La molinera de Arcos
en cinco escenas y un romance de ciego
(edición de María Jesús Ruiz)
Ayuntamiento de Arcos de la Frontera, 2007
EXTRACTOS DE LA INTRODUCCIÓN
Tiempo y geografías de Alejandro Casona
“¿No me contaste que aquella noche que viste
por primera vez una representación no pudiste dormir?”
(Manuel B. Cossío a Alejandro Casona
al proponerle la dirección del Teatro del Pueblo)
1. La aldea y la escuela
La Molinera de Arcos se estrenó el 19 de junio de 1947 en el Teatro Argentino de Buenos Aires, ciudad en la que Alejandro Casona residía desde 1939 y en la que permanecería hasta 1963, cuando “una premonición de la muerte que es la voz de la sangre” lo hizo regresar a España, donde murió el 17 de septiembre de 1965.
La Molinera es teatro desterrado; habla de España muy lejos de España y, aunque el talento que destila la hace universal, sólo obtiene una interpretación cabal entre el público español, y más entre el público español de antes de la guerra civil, el último que se supo hecho de memoria tradicional y el único que podría haber sentido que, con esta Molinera, se le devolvía algo suyo. Casona la escribió en la clave de las farsas y entremeses que años atrás había solfeado para el Teatro del Pueblo, en el trasiego al que le llevaron las entusiastas Misiones Pedagógicas de la Segunda República; hizo su Molinera recreando a Alarcón, pero también a su maestro Lope de Vega, nutriéndola de materia tradicional (música, romances, bailes, canciones, refranes, proverbios, ademanes…) y encaminándola hacia una reflexión política y una reforma pedagógica de la moral que para él quizás fueran la misma cosa. No es casual que por esta misma época el autor diera a la imprenta su Retablo jovial, cinco farsas deliciosas para las que recuperó su labor en el Teatro del Pueblo en un momento sin duda en el que el exilio ya se alargaba y la melancolía dolía más de lo previsto. En tal sentido, en La molinera de Arcos confluyen la pasión por el teatro y la confianza humanista en la educación que habían ido haciendo a este hombre, nacido a principios del siglo XX en una aldea asturiana que jamás olvidaría.
(…)

--*--

◆ TAREAS A REALIZAR ◆
• a. Resume en dos oraciones el fragmento sobre La molinera de Arcos.
• b. Prosigue con un párrafo el fragmento sobre Casona y La molinera de Arcos a partir de su última oración.

[Entradas del conjunto de datos]
--*--

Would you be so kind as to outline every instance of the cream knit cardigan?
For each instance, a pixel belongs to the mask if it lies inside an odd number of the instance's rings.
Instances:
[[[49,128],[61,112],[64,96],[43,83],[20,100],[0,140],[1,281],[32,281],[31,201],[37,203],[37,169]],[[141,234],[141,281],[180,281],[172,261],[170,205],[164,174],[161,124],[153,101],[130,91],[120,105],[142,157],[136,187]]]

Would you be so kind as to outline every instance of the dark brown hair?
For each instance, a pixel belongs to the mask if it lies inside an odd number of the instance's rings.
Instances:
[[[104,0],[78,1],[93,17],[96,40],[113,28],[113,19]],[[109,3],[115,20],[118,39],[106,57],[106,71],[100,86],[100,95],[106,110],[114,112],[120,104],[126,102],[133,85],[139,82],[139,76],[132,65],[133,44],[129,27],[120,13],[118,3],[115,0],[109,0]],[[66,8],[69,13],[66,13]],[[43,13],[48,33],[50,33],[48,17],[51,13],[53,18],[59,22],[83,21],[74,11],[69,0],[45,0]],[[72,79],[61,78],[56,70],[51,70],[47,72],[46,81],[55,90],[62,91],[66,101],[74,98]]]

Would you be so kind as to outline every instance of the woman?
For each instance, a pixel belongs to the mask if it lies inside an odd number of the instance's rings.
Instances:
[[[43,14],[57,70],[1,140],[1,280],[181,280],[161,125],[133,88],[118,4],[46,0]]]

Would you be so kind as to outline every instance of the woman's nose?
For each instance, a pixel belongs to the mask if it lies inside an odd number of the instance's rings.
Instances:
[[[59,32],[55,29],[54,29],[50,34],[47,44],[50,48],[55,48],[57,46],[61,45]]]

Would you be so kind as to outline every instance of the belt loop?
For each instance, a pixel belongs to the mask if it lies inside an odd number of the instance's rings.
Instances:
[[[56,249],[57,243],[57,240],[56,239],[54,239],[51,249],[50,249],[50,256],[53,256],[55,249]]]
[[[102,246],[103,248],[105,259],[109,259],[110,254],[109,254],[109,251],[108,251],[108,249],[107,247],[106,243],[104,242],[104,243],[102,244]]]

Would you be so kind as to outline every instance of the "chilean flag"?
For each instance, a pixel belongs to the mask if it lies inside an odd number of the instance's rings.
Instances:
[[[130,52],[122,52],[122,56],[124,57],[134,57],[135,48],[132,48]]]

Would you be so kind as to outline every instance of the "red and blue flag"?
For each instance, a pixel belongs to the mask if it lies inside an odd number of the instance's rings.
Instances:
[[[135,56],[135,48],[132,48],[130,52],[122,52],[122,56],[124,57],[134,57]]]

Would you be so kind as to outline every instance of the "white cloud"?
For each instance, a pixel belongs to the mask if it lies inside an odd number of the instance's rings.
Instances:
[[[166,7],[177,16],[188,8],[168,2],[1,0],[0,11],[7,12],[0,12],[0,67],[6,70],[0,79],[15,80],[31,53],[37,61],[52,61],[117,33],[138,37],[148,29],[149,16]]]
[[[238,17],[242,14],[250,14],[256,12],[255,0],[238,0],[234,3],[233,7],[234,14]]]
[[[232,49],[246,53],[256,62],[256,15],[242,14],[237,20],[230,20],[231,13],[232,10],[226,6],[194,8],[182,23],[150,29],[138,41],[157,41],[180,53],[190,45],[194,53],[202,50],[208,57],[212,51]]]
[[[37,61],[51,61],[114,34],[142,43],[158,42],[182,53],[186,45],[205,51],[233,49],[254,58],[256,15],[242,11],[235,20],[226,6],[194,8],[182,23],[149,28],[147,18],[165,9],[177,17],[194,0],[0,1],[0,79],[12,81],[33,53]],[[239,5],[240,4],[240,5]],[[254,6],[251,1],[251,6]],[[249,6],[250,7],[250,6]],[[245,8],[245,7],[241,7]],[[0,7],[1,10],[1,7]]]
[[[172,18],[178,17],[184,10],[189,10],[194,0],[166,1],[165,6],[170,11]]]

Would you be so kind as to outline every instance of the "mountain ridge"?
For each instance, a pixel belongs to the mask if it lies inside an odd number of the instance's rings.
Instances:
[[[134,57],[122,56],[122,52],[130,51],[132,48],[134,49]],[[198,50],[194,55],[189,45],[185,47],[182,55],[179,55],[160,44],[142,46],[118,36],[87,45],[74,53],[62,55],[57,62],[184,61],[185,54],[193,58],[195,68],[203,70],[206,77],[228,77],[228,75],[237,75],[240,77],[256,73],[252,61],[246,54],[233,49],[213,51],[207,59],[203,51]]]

--*--

◆ RESULTADOS EN ORDEN ◆
• a. La molinera de Arcos se estrenó el 19 de junio de 1947 en el Teatro Argentino de Buenos Aires, ciudad donde Alejandro Casona vivió de 1939 a 1963 antes de regresar a España, donde murió el 17 de septiembre de 1965. Escrita en la clave de las farsas y entremeses de su etapa en el Teatro del Pueblo, la obra recrea a Alarcón y a Lope de Vega, se nutre de materia tradicional y reúne la pasión de Casona por el teatro y su confianza humanista en la educación.

• b.
2. Teatro y exilio
El final de la Dictadura de Primo de Rivera y el ilusionado inicio de la Segunda República conforman el escenario político, intelectual y también afectivo de la segunda etapa madrileña de Alejandro Casona, que en 1931 arriba a una capital plagada de proyectos de renovación sociales y culturales. En Madrid lo espera Manuel Bartolomé Cossío, que acaba de hacer realidad un anhelo soñado desde cincuenta años antes, las Misiones Pedagógicas, nacidas al calor del ideario de la Institución Libre de Enseñanza y con el propósito esencial de establecer un puente entre dos culturas, la rural y la urbana.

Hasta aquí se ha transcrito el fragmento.